**Work request:** Write the data out again exactly and in full.

**Information provided:**
◆ ◆ ◆ ◆ ◆ ◆ ◆
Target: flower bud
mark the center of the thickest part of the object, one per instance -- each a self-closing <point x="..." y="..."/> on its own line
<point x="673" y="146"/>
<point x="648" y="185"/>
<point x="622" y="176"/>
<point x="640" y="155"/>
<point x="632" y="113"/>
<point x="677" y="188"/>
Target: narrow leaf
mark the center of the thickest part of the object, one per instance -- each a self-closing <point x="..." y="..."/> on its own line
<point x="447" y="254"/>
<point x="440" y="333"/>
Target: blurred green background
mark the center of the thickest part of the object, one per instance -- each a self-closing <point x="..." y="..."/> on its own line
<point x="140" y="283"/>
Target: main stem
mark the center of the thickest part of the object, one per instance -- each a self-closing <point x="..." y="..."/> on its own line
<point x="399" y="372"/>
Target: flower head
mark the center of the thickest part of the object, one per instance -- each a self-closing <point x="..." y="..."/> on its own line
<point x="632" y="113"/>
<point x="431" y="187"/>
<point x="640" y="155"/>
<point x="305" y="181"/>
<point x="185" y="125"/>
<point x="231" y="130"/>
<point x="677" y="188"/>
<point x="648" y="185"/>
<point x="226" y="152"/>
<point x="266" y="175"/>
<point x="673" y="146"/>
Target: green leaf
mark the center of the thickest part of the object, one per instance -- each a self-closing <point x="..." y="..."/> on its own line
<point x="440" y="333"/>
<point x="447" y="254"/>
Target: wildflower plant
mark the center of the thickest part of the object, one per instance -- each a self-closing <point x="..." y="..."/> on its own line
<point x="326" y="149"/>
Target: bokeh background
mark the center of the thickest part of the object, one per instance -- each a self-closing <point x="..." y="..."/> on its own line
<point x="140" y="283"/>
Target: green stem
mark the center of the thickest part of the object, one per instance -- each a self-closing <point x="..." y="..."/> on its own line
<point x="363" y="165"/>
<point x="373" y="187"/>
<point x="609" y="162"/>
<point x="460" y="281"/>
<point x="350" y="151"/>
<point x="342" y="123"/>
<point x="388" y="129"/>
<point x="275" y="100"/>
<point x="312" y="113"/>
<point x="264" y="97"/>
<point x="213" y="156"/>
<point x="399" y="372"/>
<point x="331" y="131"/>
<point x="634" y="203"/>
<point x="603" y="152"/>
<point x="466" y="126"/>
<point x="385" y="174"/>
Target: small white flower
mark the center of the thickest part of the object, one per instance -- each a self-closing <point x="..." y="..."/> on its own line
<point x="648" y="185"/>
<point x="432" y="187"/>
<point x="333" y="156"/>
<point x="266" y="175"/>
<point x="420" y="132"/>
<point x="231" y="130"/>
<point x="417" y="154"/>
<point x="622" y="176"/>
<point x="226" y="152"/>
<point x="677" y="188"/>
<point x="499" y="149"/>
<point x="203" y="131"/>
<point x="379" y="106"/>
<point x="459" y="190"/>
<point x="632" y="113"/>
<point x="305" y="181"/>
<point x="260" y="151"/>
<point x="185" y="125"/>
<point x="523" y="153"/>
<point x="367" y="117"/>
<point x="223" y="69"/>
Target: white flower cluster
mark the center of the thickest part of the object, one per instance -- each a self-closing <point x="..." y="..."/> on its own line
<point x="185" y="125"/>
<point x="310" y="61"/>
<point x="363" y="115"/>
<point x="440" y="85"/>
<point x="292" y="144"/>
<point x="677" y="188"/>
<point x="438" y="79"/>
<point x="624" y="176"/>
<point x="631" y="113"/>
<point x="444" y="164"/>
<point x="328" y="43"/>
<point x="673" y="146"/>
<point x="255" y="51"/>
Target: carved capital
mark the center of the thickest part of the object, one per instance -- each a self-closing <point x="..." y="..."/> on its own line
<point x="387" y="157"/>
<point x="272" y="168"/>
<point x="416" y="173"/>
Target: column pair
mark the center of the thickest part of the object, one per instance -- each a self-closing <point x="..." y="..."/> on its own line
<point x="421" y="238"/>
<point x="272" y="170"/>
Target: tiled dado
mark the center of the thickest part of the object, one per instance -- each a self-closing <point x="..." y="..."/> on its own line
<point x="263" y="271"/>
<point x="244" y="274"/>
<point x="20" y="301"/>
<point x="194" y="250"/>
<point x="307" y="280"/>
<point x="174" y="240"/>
◆ ◆ ◆ ◆ ◆ ◆ ◆
**Answer to this problem:**
Target: flower bud
mark the center of the thickest part of the object, one per instance -- each a self-closing <point x="..." y="..."/> on its own line
<point x="673" y="146"/>
<point x="648" y="185"/>
<point x="622" y="176"/>
<point x="640" y="155"/>
<point x="632" y="113"/>
<point x="677" y="188"/>
Target: narrow leaf
mark the center of the thickest part of the object, one per instance -- each a self-closing <point x="..." y="..."/> on its own line
<point x="447" y="254"/>
<point x="440" y="333"/>
Target: blurred green background
mark the center of the thickest part of the object, one per instance -- each a self-closing <point x="..." y="..."/> on its own line
<point x="140" y="283"/>
Target: main stem
mark the center of the thickest part of the object, one per instance -- each a self-closing <point x="..." y="..."/> on its own line
<point x="399" y="372"/>
Target: flower head
mark the center of the thickest part of the object, one per instance -- each a self-closing <point x="..." y="..."/> on its own line
<point x="632" y="113"/>
<point x="431" y="187"/>
<point x="640" y="155"/>
<point x="305" y="181"/>
<point x="185" y="125"/>
<point x="231" y="130"/>
<point x="677" y="188"/>
<point x="648" y="185"/>
<point x="226" y="152"/>
<point x="266" y="175"/>
<point x="673" y="146"/>
Target: green leaf
mark the center of the thickest part of the object, one per instance -- each a self-closing <point x="..." y="..."/> on its own line
<point x="440" y="333"/>
<point x="447" y="254"/>
Target: wildflower plant
mark the center of the thickest part of the object, one per instance -- each a self-closing <point x="..." y="..."/> on its own line
<point x="326" y="149"/>
Target: bokeh background
mark the center of the thickest part of the object, one per instance -- each a self-closing <point x="..." y="..."/> on its own line
<point x="140" y="283"/>
Target: green stem
mark the center of the thickest part of the object, one per instance -- each a self-closing <point x="..." y="..."/> on its own line
<point x="363" y="165"/>
<point x="373" y="187"/>
<point x="609" y="162"/>
<point x="460" y="281"/>
<point x="350" y="151"/>
<point x="342" y="123"/>
<point x="388" y="129"/>
<point x="275" y="100"/>
<point x="312" y="113"/>
<point x="264" y="97"/>
<point x="213" y="156"/>
<point x="399" y="372"/>
<point x="331" y="131"/>
<point x="634" y="203"/>
<point x="603" y="152"/>
<point x="466" y="126"/>
<point x="385" y="174"/>
Target: small white flower
mark the center of the thickest part of the object, one per instance -- each a self-closing <point x="..." y="..."/> on its own line
<point x="648" y="185"/>
<point x="432" y="187"/>
<point x="333" y="156"/>
<point x="266" y="175"/>
<point x="420" y="132"/>
<point x="231" y="130"/>
<point x="417" y="154"/>
<point x="622" y="176"/>
<point x="226" y="152"/>
<point x="677" y="188"/>
<point x="499" y="149"/>
<point x="203" y="131"/>
<point x="379" y="106"/>
<point x="459" y="190"/>
<point x="632" y="113"/>
<point x="305" y="181"/>
<point x="260" y="151"/>
<point x="185" y="125"/>
<point x="523" y="153"/>
<point x="367" y="117"/>
<point x="223" y="69"/>
Target: white flower cluster
mark the center of the thickest part of the object, one per instance -- each a self-closing <point x="..." y="..."/> on its own line
<point x="185" y="125"/>
<point x="310" y="61"/>
<point x="363" y="115"/>
<point x="440" y="85"/>
<point x="292" y="144"/>
<point x="677" y="188"/>
<point x="438" y="79"/>
<point x="624" y="176"/>
<point x="631" y="113"/>
<point x="444" y="164"/>
<point x="328" y="43"/>
<point x="673" y="146"/>
<point x="255" y="51"/>
Target: carved capital
mark the center of the thickest part of the object, one per instance -- each a self-closing <point x="..." y="..."/> on its own line
<point x="387" y="157"/>
<point x="272" y="168"/>
<point x="416" y="173"/>
Target: column pair
mark the center of the thickest part of the object, one per instance -- each a self-closing <point x="..." y="..."/> on its own line
<point x="421" y="238"/>
<point x="272" y="170"/>
Target: tiled dado
mark the center of the thickest part of the object, one per instance -- each a self-closing <point x="..." y="..."/> on its own line
<point x="263" y="271"/>
<point x="244" y="274"/>
<point x="20" y="301"/>
<point x="194" y="250"/>
<point x="307" y="280"/>
<point x="174" y="240"/>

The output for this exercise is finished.